====== Texto fornecido ======
Vitor: vísceras e entranhas são palavras muito usadas por nós poetas. pelo menos eu penso que sim. o poema é uma fratura exposta das nossas vísceras. como manter nossa intimidade preservada?

Clara: Acho que podemos manter a nossa biografia preservada, mas a nossa intimidade não. A poesia não é artigo de preservação. A poesia é espaço para coragens, de sentir, de dizer, de desconstruir, de desajustar, de desnudar e essa ‘intimidade exposta’ tem muito mais a ver com o olhar do que com quem eu vou pra cama. O olhar do poeta pode ver um mendigo na calçada, um cachorro que fugiu e virou uma lebre, uma flor selvagem numa noite deserta. Pode ver uma caverna desconhecida e manchar versos com sombras de dentro. A poesia olha por mim, e ao deixa-la ser, eu escolho ser fratura exposta das vísceras e aí, sabe, é um sentimento de mundo escrever poemas, é fotografar emoções, instantes, palavras, flashes, paixões, dores, mistérios, em todos os cantos e é ficcional porque cria, porque é um universo em si. Mas apesar disso, apesar que escrever poemas está conectado com o universo criativo e não com o diaresco, meus versos (expressos em livros e páginas online) têm sim alterado, influenciado, desanuviado, escurecido, repaginado, dificultado e alargado a minha biografia.


Vitor: falando em biografias, pra encerrar essa entrevista, sempre digo que no futuro não seremos reconhecidos nem depois de mortos. você pretende morrer?
======
* Exercício proposto 1
Copie da entrevista sobre poesia tudo o que vai desde "Vitor: vísceras e" até "nossa intimidade preservada?".
* Exercício proposto 2
Responda às perguntas abaixo com base na entrevista sobre poesia.
(a) Segundo Vitor, o que é o poema?
(b) Segundo Clara, o que podemos manter preservado?
(c) Segundo Clara, onde estão expressos os seus versos?
====== Extrato de dados ======
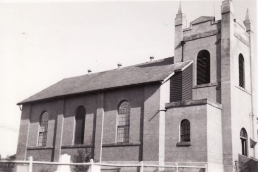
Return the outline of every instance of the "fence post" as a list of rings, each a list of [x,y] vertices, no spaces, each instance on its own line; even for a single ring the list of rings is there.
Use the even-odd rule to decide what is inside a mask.
[[[143,161],[141,161],[141,170],[140,172],[143,172]]]
[[[89,160],[89,162],[90,162],[90,172],[93,172],[93,165],[94,165],[94,161],[93,159],[90,159],[90,160]]]
[[[29,169],[28,169],[28,172],[32,172],[32,161],[33,158],[32,156],[30,156],[29,157]]]

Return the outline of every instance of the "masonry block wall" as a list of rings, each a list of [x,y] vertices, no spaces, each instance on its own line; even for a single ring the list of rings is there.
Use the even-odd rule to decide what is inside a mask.
[[[193,99],[209,98],[221,103],[220,89],[220,21],[215,17],[200,17],[183,30],[184,58],[193,60]],[[196,62],[198,52],[206,49],[210,54],[210,83],[197,85]],[[216,88],[217,88],[216,89]]]

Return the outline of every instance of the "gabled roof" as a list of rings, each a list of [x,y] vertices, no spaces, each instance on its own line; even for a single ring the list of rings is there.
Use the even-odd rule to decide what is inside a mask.
[[[173,64],[173,57],[102,72],[65,78],[18,105],[68,95],[155,82],[171,77],[192,61]]]

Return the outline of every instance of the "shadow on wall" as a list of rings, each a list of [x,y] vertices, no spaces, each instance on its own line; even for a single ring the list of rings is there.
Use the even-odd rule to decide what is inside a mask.
[[[236,172],[257,172],[258,169],[258,159],[248,158],[238,154],[239,161],[235,161],[234,168]]]

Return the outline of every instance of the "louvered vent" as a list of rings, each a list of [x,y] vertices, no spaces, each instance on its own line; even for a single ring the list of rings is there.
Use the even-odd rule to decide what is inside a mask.
[[[245,85],[245,69],[244,69],[244,57],[242,54],[240,54],[238,57],[238,68],[239,73],[239,86],[244,88]]]
[[[202,50],[198,53],[197,64],[197,85],[210,82],[210,53],[206,50]]]
[[[193,64],[176,72],[170,79],[170,102],[192,99]]]
[[[182,72],[178,72],[170,79],[170,102],[180,101],[182,101]]]

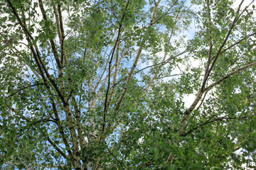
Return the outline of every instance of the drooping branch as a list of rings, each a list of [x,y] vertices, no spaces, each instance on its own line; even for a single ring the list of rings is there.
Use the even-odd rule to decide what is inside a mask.
[[[39,84],[32,84],[32,85],[30,85],[30,86],[28,86],[23,87],[23,88],[22,88],[22,89],[21,89],[18,90],[17,91],[14,92],[14,94],[10,94],[9,96],[6,96],[6,98],[9,98],[9,97],[11,97],[11,96],[13,96],[14,95],[15,95],[15,94],[18,94],[18,92],[20,92],[21,91],[23,91],[23,90],[24,90],[24,89],[28,89],[28,88],[29,88],[29,87],[32,87],[32,86],[38,86],[38,85],[44,85],[44,84],[41,84],[41,83],[39,83]]]

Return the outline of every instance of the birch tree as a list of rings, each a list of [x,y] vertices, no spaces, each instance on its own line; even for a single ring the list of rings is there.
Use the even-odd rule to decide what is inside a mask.
[[[2,168],[253,168],[255,7],[1,0]]]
======
* Resposta do exercício 1
Vitor: vísceras e entranhas são palavras muito usadas por nós poetas. pelo menos eu penso que sim. o poema é uma fratura exposta das nossas vísceras. como manter nossa intimidade preservada?

* Resposta do exercício 2
(a) O poema é uma fratura exposta das nossas vísceras.
(b) Podemos manter preservada a nossa biografia.
(c) Os seus versos estão expressos em livros e páginas online.